=== Instruções do exercício ===
Transcreva, sem qualquer alteração, o trecho que vai da linha que contém "Could you please identify the man" até a linha que contém "Could you please identify the yellow", incluindo ambas.

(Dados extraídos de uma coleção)
******************************

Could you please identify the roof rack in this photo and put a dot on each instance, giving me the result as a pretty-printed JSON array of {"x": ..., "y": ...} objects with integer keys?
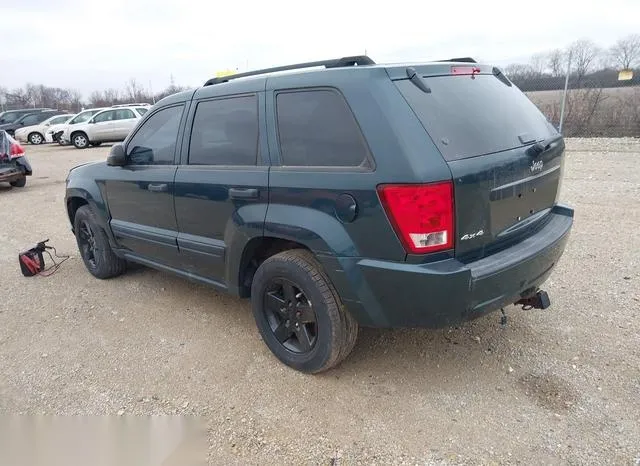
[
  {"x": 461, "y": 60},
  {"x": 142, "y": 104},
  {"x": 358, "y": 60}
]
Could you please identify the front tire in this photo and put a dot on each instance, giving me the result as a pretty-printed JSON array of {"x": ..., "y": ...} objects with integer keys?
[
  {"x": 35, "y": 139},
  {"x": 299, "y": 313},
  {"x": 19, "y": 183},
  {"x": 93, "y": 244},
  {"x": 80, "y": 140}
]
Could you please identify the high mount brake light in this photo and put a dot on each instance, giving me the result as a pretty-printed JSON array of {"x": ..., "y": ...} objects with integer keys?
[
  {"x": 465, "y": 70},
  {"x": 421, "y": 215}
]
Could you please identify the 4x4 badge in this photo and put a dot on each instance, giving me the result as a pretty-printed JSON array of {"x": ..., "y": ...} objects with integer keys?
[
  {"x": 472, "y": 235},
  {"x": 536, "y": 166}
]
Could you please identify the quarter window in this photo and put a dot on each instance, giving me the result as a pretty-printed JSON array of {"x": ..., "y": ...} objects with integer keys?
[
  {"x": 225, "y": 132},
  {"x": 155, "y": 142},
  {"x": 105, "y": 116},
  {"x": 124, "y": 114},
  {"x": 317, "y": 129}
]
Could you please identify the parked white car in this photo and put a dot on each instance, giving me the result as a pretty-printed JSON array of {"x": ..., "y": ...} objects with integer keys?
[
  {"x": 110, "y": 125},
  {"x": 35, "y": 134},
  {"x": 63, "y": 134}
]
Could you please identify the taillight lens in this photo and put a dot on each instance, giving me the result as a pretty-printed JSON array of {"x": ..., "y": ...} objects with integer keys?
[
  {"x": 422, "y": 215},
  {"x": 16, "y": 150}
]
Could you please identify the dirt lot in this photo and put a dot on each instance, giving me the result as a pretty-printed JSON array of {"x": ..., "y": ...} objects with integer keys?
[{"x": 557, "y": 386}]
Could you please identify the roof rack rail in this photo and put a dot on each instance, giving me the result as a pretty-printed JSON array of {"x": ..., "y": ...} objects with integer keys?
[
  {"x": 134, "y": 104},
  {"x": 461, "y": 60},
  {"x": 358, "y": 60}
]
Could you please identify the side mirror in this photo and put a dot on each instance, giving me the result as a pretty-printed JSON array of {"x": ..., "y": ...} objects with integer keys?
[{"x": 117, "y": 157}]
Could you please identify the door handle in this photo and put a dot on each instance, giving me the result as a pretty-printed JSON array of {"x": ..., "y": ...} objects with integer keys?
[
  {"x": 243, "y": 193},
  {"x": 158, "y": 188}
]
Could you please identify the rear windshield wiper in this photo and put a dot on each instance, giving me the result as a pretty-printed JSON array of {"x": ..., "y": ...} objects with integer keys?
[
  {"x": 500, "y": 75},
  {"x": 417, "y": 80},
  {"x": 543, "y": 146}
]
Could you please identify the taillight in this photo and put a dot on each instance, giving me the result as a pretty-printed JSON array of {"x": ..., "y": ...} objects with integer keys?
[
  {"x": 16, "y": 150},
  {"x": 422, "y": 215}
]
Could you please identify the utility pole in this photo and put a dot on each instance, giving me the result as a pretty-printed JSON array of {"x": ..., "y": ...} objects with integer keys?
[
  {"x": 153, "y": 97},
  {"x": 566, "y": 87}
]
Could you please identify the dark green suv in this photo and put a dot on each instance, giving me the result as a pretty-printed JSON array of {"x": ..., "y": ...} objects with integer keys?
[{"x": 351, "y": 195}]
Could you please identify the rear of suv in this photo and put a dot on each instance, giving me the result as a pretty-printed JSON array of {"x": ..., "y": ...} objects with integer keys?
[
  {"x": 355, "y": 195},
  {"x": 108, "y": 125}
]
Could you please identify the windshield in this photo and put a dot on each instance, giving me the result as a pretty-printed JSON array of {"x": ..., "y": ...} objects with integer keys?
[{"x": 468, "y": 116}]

******************************

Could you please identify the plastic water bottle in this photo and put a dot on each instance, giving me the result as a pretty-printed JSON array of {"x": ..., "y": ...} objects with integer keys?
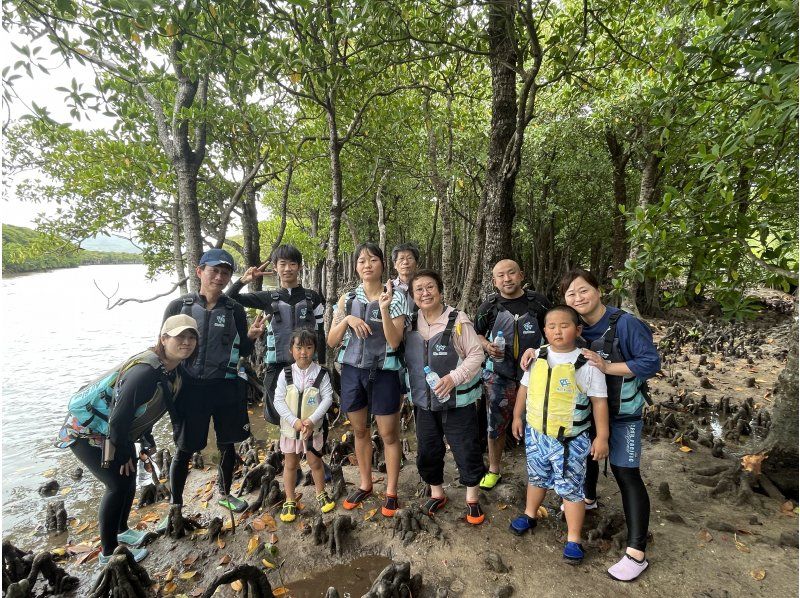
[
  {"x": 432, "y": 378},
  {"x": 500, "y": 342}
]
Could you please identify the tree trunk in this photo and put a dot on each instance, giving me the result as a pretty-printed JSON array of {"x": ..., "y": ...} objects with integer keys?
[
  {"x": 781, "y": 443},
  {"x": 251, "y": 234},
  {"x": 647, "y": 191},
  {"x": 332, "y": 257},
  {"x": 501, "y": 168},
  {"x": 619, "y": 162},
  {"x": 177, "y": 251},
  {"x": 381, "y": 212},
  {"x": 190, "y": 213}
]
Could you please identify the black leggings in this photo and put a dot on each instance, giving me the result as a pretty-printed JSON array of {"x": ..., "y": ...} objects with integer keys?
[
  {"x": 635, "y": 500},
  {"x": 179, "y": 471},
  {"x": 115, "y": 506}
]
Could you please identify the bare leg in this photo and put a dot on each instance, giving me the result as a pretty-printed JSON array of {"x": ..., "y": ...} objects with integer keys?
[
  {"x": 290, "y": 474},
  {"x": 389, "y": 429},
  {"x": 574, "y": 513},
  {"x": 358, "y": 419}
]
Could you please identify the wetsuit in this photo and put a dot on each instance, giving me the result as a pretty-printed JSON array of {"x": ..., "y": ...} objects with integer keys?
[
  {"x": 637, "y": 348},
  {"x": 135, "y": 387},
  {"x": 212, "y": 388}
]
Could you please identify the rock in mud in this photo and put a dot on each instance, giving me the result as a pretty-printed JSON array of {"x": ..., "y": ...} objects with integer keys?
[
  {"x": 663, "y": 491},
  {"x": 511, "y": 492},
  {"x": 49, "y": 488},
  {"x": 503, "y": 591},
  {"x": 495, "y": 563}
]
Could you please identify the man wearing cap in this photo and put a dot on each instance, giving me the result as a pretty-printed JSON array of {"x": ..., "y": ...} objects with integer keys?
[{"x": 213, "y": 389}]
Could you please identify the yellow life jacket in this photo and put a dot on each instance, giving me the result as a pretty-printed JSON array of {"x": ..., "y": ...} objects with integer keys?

******************************

=== Solução do exercício ===
Could you please identify the man wearing cap in this photo and put a dot on each instance, giving me the result as a pretty-printed JSON array of {"x": ..., "y": ...} objects with integer keys?
[{"x": 213, "y": 389}]
Could you please identify the yellow life jacket in this photo and put a dot on each instance, giving me the result as a pretty-printed JSON array of {"x": ..., "y": ...} objects with integer keys?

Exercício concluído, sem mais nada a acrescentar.